Start of Data supplied
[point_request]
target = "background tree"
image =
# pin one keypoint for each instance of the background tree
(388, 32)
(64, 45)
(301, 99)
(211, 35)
End of Data supplied
Reproduce the material above line for line, without changing a single character.

Written solution:
[point_request]
target = "background tree"
image =
# pin one keypoint for each instance of the background tree
(388, 32)
(64, 45)
(301, 99)
(211, 35)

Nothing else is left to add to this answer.